### Extrait de page
---*---
Avec l’avènement de la modernité à la fin du XIXe siècle, les manifestations culturelles juives dans l’Empire russe changent de forme. Les obstacles légaux et financiers compliquant beaucoup l’organisation de spectacles et de concerts, les lectures, les conférences et débats publics deviennent les événements culturels les plus fréquents. Au cours de ces rencontres, écrivain et lecteur, nouveaux acteurs de la culture, entrent en contact et nouent des relations, phénomène qui n’existait pas auparavant.
Dans la culture traditionnelle, en effet, il y a deux sortes d’auteurs : les auteurs prestigieux
de traités rabbiniques en hébreu écrits pour être étudiés plutôt que lus, et les auteurs d’ouvrages en yiddish pour le peuple, livres édifiants ou divertissants, mais peu prestigieux. Dans les deux cas, l’auteur se tient à l’arrière-plan. Ce n’est pas un hasard si les auteurs traditionnels sont généralement appelés d’après les titres de leurs traités et non par leurs propres noms, et que le titre d’un livre, quel qu’il soit, occupe sur la page de couverture une place bien plus éminente que le nom de l’auteur.
Un statut de star
Sholem-Aleykhem est le premier écrivain de la nouvelle littérature juive à assumer un autre
rôle en allant résolument à la rencontre de son public. Perçu comme la voix du peuple juif dans ses oeuvres, Sholem-Aleykhem acquiert une énorme popularité et devient une figure
emblématique à côté d’autres auteurs tels que Mendele Moykher-Sforim ou Khayim Nakhman Bialik. Des foules enthousiastes viennent pour voir et écouter l’écrivain lors de ses tournées dans les villes et les bourgades de la zone de résidence. C’est un phénomène inédit parmi les masses juives de l’Empire tsariste.
Un moment d’échange et d’union
Sholem-Aleykhem se forge un style qui se nourrit des parlers populaires tout en développant une langue littéraire riche et raffinée. Donnant l’illusion de la spontanéité et du naturel, celle-ci est en réalité le fruit d’un travail minutieux que l’auteur ne cesse de
perfectionner. C’est en effet l’un des signes distinctifs de son art que de créer un pont entre la langue du peuple et la langue littéraire à une époque où l’on éprouve le besoin de montrer que le yiddish recèle une grande richesse d’expression.
---*---
[Extraits de jeu de données annotés par boîtes]
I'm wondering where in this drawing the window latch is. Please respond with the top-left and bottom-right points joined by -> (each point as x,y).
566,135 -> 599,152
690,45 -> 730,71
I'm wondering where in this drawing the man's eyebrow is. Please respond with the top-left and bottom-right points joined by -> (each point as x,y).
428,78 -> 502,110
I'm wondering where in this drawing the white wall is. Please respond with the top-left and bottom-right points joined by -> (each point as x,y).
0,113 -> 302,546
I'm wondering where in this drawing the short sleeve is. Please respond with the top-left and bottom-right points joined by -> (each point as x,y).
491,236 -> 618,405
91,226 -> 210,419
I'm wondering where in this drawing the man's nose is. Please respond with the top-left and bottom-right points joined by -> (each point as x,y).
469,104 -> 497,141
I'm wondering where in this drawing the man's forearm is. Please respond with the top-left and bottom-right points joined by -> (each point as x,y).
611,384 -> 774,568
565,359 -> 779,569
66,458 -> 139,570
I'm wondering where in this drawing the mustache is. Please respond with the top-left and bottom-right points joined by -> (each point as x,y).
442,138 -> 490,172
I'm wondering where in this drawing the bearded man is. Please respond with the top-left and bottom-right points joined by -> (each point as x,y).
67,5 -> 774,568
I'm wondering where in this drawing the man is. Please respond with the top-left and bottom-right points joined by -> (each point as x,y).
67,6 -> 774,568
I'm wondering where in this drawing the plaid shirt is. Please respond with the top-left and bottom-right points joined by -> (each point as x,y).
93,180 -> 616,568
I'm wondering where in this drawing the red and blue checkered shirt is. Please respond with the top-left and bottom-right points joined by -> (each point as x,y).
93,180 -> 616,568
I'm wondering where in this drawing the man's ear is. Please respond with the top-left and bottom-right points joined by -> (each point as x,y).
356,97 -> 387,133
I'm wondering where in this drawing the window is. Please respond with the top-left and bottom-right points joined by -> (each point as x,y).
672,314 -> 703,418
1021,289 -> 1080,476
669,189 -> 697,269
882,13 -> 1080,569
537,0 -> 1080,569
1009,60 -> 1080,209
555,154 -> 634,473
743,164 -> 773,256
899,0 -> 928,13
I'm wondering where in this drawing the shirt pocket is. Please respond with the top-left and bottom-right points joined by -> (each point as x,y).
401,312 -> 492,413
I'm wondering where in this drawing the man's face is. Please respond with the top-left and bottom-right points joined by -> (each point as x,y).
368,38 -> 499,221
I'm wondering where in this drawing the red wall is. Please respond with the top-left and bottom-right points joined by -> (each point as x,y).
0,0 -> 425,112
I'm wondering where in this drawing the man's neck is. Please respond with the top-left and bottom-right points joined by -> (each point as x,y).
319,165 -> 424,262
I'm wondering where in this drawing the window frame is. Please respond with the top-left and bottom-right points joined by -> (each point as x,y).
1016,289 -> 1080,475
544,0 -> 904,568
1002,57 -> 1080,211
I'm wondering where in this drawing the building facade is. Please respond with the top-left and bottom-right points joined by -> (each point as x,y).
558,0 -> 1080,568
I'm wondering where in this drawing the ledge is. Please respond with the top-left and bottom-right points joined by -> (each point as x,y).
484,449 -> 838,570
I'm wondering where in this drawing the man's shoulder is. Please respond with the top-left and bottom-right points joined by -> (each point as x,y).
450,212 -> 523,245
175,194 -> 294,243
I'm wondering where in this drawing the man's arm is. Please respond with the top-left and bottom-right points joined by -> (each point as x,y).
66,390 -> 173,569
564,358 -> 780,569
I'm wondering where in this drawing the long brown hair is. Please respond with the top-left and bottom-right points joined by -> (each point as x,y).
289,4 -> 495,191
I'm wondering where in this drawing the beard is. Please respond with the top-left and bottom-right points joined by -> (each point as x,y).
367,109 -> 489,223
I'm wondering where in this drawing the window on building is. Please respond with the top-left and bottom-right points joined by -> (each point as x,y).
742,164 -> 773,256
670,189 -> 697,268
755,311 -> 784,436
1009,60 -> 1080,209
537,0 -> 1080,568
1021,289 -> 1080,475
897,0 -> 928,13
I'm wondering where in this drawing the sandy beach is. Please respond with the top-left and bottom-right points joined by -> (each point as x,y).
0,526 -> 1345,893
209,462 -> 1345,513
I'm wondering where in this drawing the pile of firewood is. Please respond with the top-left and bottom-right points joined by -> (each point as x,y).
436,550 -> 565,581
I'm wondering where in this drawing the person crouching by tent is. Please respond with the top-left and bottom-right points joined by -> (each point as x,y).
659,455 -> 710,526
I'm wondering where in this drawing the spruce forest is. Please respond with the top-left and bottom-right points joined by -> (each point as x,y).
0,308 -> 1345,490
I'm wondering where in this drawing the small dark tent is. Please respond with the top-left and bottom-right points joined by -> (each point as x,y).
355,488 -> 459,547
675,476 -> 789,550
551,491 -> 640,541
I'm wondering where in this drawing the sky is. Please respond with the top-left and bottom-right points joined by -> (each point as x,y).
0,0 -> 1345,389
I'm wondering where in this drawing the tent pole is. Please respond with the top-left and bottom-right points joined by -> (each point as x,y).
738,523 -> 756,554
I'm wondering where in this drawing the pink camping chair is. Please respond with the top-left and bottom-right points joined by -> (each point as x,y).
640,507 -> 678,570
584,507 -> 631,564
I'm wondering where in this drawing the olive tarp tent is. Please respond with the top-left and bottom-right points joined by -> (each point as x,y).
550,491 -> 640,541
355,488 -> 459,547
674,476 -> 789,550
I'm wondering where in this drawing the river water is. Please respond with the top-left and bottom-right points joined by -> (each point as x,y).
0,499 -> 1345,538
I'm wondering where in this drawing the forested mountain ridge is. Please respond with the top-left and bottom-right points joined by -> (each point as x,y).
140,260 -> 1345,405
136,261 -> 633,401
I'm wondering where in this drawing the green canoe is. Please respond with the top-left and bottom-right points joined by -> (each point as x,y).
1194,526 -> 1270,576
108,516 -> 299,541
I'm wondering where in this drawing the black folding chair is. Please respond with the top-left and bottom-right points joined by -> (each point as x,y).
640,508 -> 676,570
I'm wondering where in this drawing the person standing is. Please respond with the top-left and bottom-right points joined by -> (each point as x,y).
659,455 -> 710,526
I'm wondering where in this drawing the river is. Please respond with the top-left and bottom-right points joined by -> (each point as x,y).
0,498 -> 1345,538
---*---
### Consignes
- A) D'après le texte sur Sholem-Aleykhem, pourquoi les lectures, les conférences et les débats publics deviennent-ils les événements culturels juifs les plus fréquents dans l'Empire russe à la fin du XIXe siècle ? Répondez en une à trois phrases.
- B) Recopiez le passage du texte sur Sholem-Aleykhem qui commence à "Dans la culture" et se termine à "nom de l’auteur.".

### Réponses par consigne
- A) Ces événements deviennent les plus fréquents parce que des obstacles légaux et financiers compliquent beaucoup l'organisation de spectacles et de concerts.

- B)
Dans la culture traditionnelle, en effet, il y a deux sortes d’auteurs : les auteurs prestigieux
de traités rabbiniques en hébreu écrits pour être étudiés plutôt que lus, et les auteurs d’ouvrages en yiddish pour le peuple, livres édifiants ou divertissants, mais peu prestigieux. Dans les deux cas, l’auteur se tient à l’arrière-plan. Ce n’est pas un hasard si les auteurs traditionnels sont généralement appelés d’après les titres de leurs traités et non par leurs propres noms, et que le titre d’un livre, quel qu’il soit, occupe sur la page de couverture une place bien plus éminente que le nom de l’auteur.